__DOCUMENT PASSAGE__
- Opening Delimiter -

Not every child thrives in every classroom. Here’s how student fit, better teacher training, and smart choice models can improve belonging and outcomes.

Student Fit Matters: Rethinking Classrooms and Choice
Most school systems still run on a quiet assumption: if we place a student in a classroom and try hard enough, belonging will happen.
April Jackson’s story from her Atlanta microschool pokes a hole in that belief. One student with ADHD thrives because movement, short lessons, and frequent breaks are baked into the day. Another student needs warmth and softness—more soothing than structure—and experiences the same teacher as “harsh.” Same room. Same adult. Opposite outcomes.
That tension matters far beyond one classroom. In the Education, Skills, and Workforce Development series, we talk a lot about skills gaps, workforce readiness, and training systems that match people to roles where they can actually succeed. K–12 schooling needs the same mindset: fit isn’t a luxury; it’s a design requirement. If we want better student outcomes and a healthier educator workforce, we have to stop pretending every classroom can be everything for everyone.
“Every child belongs” is a beautiful slogan—and a risky operating model
Answer first: The idea that every child belongs in every classroom sets schools up for predictable failure because it ignores real constraints: time, training, staffing, and the diversity of student needs.
The slogan is rooted in a good instinct—dignity, access, and inclusion. The problem is that it often gets implemented as a mandate without the resources to match. When that happens, “belonging” turns into a compliance word teachers are graded on, and students experience as a constant mismatch.
Here’s what I’ve seen work in practice (and what Jackson’s story illustrates): inclusion isn’t one location. It’s a set of supports.
- A student may “belong” in a general education classroom with occupational therapy supports and flexible seating.
- Another may belong in a smaller environment with predictable routines and a low sensory load.
- Another may belong in a setting where relationships are expressed through tenderness and calm—because that’s what unlocks learning for them.
If we treat belonging as a universal guarantee attached to a single room, we turn a complex problem into a moral one. That’s when teachers feel shame for being human, and families feel judged for advocating for something different.
Fit isn’t exclusion. It’s capacity, alignment, and honest design
Answer first: Schools should be more honest about what they’re built to do well, because clarity improves outcomes for students and reduces burnout for educators.
Jackson describes realizing that her school wasn’t built for every learner. She couldn’t teach science well, and hiring didn’t fix it. She wanted to serve students with exceptionalities but lacked training resources and certifications. She also ran into a hard truth that every educator eventually learns: school success depends on a triangle—student, school, and family—working together. If one corner collapses, progress stalls.
This is where people get jumpy. They hear “fit” and assume “screening” or “selective enrollment” driven by privilege.
But fit can be ethical and equity-centered when it follows two rules:
- Transparency: The school clearly states what it offers, what it doesn’t, and what supports are available.
- Responsible pathways: When a school can’t meet a need, it helps families transition to a setting that can.
A memorable line I use with leaders is this: A school without boundaries isn’t inclusive—it’s just overloaded.
That overload shows up everywhere: teacher turnover, chronic absenteeism, behavior escalations, and students who stop trying because the environment constantly misreads them.

- Closing Delimiter -

__DATA EXTRACT__

- Opening Delimiter -

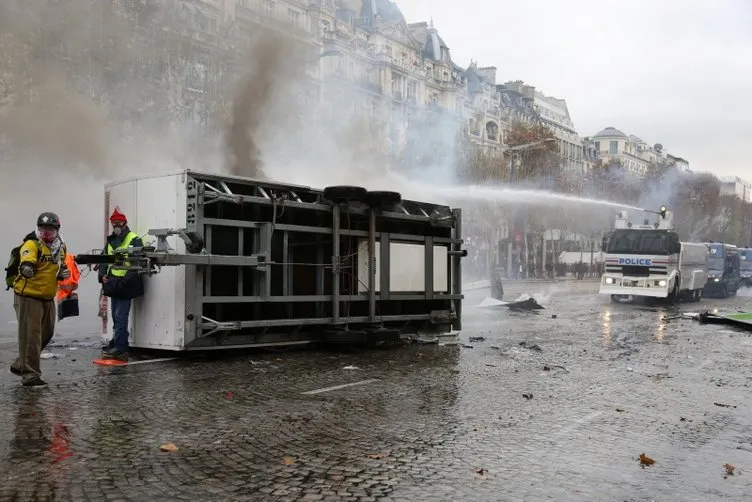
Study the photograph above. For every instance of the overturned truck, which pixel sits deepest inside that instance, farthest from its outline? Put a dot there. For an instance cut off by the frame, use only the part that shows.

- Closing Delimiter -
- Opening Delimiter -

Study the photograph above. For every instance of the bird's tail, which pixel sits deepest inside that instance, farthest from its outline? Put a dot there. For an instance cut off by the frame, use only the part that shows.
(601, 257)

- Closing Delimiter -
- Opening Delimiter -

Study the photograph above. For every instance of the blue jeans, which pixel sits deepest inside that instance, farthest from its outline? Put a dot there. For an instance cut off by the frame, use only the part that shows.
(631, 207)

- Closing Delimiter -

__TASK BRIEF__
Please copy word for word the passage in the student fit article above, starting at "Student Fit Matters: Rethinking" and ending at "belonging will happen.".

__TASK RESULT__
Student Fit Matters: Rethinking Classrooms and Choice
Most school systems still run on a quiet assumption: if we place a student in a classroom and try hard enough, belonging will happen.